> **Source passage**
▼▼▼
[SB] Sabbath Blessing
Molly Wolf
lupa at kos.net
Sat Oct 29 15:46:48 GMT 2005
Scouting Scripture
I promised, months ago, to write the Signposts -- small meditations based
on passages from Scripture -- for the month of November for
www.explorefaith.com, an excellent and wide-ranging site with all sorts of
goodies. But then I got busier than I should have been. I needed an
anguished e-mail from the editor to get me going.
And so on Thursday after choir practice, I settled down and pounded out the
necessary bits and pieces, an exercise that required me to spend time
scouting Scripture, thumbing through my battered paperback NRSV to pick out
passages that spoke to me.
I'd forgotten how much I hate doing this.
It seems that whenever my eye runs down the familiar columns, all the
pieces that leap out at me are the scary ones: the "many are called but few
are chosen" ones, the wrathful or accusatory ones, the ones that speak only
of human failure. I know where to go for the other ones, the ones speaking
of God's love and abiding kindness, but that feels like a pick-and-choose
exercise.
▲▲▲
> **Written task**
Echo the part of the Sabbath Blessing passage that opens with the words containing "And so on Thursday" and closes with "spoke to me.". The rows below are separate material, unrelated to the Sabbath Blessing passage.

> **Provided material**
▼▼▼
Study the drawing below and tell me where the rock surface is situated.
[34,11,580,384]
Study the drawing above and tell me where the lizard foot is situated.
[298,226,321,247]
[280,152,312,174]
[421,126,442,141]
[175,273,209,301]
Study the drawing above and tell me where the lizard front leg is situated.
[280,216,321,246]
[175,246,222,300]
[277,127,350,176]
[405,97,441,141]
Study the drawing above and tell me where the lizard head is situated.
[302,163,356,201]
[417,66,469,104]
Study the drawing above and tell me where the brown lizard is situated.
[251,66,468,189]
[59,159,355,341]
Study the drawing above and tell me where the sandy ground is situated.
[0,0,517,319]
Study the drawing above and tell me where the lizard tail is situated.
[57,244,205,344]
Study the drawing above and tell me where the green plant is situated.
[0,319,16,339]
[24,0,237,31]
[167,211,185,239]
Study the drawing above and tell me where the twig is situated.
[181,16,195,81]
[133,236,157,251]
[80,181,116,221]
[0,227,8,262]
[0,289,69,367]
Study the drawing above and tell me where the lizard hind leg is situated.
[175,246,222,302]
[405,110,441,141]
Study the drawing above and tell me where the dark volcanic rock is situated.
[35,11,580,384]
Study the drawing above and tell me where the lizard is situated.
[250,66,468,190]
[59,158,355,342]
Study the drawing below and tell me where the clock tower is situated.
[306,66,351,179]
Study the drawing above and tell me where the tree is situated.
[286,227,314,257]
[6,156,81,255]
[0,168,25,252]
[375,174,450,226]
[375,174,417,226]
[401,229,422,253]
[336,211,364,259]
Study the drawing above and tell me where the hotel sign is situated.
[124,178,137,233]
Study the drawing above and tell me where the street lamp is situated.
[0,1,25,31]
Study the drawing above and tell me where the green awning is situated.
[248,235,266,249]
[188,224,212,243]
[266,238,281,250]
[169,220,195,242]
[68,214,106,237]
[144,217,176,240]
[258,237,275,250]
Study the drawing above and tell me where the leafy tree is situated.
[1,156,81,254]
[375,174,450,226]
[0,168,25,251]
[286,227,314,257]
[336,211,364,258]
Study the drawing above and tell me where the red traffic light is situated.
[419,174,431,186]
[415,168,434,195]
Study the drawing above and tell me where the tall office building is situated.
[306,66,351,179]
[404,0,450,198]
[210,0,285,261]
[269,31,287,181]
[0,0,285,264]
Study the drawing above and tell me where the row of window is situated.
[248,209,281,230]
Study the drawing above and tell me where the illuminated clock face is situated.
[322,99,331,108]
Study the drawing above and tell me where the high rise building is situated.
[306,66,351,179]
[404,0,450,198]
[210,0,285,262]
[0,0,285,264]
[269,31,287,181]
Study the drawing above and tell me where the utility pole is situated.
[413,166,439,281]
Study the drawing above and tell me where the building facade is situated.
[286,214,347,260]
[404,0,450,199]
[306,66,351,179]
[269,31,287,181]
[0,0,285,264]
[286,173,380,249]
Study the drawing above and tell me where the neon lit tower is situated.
▲▲▲
▼▼▼
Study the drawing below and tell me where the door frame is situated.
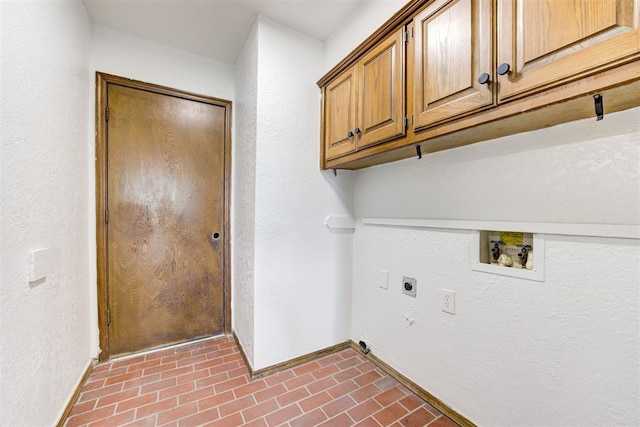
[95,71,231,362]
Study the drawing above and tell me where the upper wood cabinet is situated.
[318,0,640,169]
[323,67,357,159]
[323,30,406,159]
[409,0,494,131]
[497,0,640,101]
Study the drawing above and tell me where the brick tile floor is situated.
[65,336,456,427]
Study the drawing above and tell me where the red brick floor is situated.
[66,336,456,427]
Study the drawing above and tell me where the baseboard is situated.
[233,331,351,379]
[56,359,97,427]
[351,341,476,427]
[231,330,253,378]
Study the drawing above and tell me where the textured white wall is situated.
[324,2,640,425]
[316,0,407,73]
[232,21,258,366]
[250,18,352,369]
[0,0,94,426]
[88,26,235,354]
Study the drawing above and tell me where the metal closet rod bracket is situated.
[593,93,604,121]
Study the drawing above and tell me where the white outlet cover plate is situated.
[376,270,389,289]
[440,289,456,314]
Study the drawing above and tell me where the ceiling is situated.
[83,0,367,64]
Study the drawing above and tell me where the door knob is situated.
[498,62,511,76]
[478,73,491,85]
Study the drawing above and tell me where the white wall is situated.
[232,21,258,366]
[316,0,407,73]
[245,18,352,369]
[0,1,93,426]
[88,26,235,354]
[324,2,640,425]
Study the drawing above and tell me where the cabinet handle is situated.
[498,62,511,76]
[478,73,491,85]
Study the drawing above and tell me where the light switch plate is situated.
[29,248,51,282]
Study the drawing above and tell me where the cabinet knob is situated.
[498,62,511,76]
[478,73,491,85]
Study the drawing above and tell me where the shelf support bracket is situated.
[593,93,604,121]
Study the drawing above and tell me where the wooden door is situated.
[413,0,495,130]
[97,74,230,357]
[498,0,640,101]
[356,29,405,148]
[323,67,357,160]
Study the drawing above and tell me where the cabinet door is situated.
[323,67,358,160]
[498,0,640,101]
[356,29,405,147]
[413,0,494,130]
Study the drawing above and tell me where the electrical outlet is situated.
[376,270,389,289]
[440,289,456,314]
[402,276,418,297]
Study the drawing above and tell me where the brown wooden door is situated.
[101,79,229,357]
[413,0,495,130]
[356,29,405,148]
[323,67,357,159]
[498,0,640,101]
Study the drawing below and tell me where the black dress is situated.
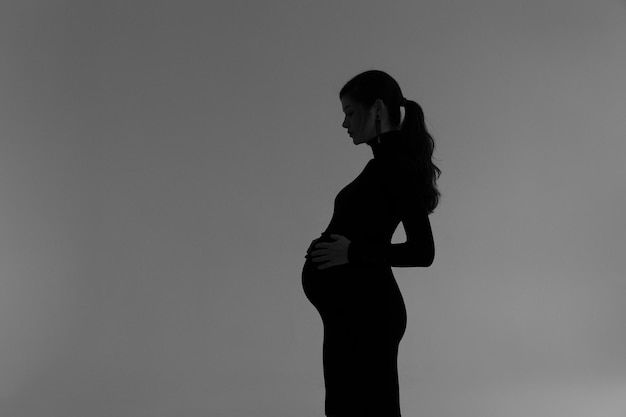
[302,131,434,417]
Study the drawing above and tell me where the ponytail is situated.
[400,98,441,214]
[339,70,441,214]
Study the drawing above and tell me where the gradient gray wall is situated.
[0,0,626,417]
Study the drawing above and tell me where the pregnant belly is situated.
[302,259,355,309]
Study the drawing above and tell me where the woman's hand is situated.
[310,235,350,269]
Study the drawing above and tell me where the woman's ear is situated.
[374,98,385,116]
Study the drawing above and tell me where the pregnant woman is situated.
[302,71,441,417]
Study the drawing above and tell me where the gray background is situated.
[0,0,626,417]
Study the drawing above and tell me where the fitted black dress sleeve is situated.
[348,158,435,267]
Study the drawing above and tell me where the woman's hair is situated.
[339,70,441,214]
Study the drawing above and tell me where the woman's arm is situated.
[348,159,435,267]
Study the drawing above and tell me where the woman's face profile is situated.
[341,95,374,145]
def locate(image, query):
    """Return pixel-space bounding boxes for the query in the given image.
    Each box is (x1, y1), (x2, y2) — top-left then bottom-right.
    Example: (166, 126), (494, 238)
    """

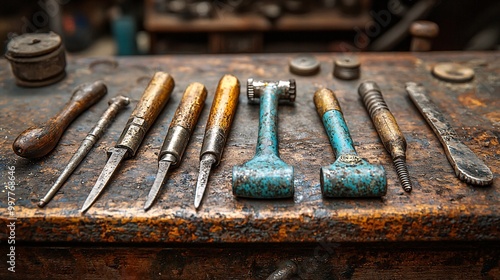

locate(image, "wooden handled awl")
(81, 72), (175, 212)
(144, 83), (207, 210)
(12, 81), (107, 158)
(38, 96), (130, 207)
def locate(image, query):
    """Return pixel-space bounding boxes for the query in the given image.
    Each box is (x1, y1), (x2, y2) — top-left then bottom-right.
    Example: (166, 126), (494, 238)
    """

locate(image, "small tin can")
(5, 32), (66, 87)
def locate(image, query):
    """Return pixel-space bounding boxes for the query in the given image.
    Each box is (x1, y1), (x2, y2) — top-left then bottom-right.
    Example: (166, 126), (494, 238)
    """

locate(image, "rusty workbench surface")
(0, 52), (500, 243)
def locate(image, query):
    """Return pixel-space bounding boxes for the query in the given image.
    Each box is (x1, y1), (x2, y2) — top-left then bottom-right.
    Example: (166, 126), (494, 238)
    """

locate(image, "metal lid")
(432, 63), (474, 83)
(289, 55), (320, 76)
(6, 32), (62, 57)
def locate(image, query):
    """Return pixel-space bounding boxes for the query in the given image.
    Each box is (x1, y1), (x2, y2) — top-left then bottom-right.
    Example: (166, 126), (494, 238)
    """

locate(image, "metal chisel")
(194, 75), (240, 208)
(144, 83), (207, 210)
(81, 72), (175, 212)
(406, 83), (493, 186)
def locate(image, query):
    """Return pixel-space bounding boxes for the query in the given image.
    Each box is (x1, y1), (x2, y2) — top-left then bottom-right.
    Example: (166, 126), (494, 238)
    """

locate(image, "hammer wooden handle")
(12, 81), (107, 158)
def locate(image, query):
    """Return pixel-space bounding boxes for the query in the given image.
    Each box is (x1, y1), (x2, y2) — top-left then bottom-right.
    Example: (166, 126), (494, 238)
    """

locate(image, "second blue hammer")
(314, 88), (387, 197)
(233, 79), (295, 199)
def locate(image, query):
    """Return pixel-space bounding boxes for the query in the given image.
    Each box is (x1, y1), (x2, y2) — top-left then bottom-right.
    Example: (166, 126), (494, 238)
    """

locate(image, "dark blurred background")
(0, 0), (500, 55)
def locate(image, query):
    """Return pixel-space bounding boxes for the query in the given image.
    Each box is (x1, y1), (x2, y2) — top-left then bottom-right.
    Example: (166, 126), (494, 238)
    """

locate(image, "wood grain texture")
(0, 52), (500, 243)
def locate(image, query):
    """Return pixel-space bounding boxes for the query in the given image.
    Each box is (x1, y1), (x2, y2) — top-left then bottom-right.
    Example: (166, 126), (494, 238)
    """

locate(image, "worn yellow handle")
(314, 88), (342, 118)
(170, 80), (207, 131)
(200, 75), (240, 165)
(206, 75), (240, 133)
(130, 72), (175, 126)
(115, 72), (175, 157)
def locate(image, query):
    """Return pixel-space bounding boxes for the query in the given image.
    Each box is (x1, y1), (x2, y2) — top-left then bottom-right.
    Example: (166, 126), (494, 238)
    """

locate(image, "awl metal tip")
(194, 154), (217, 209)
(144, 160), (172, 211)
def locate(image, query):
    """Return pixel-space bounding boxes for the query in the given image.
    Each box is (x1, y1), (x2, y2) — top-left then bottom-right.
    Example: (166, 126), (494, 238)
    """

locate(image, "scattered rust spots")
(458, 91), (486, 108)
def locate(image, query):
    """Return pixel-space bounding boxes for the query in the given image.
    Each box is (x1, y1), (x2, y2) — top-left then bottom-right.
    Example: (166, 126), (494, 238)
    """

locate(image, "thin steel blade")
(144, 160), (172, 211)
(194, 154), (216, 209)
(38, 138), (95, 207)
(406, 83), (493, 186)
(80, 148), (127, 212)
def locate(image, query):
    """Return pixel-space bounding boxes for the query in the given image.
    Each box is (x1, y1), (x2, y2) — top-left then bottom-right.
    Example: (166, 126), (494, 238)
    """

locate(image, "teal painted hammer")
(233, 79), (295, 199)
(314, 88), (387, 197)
▲▲▲
▼▼▼
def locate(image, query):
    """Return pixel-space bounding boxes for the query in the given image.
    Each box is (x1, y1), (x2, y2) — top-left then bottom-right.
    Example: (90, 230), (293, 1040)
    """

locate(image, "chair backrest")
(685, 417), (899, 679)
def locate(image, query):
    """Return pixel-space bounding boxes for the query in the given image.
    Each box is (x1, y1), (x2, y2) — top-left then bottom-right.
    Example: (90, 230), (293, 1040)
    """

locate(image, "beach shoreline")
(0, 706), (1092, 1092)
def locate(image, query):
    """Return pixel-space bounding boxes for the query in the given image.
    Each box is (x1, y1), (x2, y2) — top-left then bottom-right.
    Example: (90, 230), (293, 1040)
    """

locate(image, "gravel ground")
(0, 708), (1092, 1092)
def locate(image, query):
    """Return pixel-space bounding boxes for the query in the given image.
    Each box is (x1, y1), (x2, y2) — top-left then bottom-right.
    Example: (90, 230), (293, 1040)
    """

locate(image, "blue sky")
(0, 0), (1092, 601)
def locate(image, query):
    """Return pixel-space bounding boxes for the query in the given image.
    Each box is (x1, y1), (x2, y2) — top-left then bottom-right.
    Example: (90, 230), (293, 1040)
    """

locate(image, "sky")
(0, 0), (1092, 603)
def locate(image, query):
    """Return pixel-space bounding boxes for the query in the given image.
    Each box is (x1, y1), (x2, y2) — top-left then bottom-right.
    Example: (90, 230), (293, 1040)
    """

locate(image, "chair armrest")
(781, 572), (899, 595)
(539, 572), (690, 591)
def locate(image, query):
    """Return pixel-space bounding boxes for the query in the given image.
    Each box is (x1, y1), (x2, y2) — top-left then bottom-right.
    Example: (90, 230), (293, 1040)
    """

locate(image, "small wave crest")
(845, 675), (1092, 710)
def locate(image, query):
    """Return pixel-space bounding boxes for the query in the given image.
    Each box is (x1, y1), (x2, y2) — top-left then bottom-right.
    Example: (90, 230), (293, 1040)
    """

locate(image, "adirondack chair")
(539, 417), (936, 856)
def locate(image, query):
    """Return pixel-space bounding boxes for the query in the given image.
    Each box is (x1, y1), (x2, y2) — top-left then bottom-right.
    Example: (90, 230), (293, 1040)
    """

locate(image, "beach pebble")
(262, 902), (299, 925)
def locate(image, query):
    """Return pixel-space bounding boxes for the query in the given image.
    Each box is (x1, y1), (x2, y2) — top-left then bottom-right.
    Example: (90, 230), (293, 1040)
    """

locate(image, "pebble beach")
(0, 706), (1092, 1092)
▲▲▲
> **Task answer**
And so on Thursday after choir practice, I settled down and pounded out the
necessary bits and pieces, an exercise that required me to spend time
scouting Scripture, thumbing through my battered paperback NRSV to pick out
passages that spoke to me.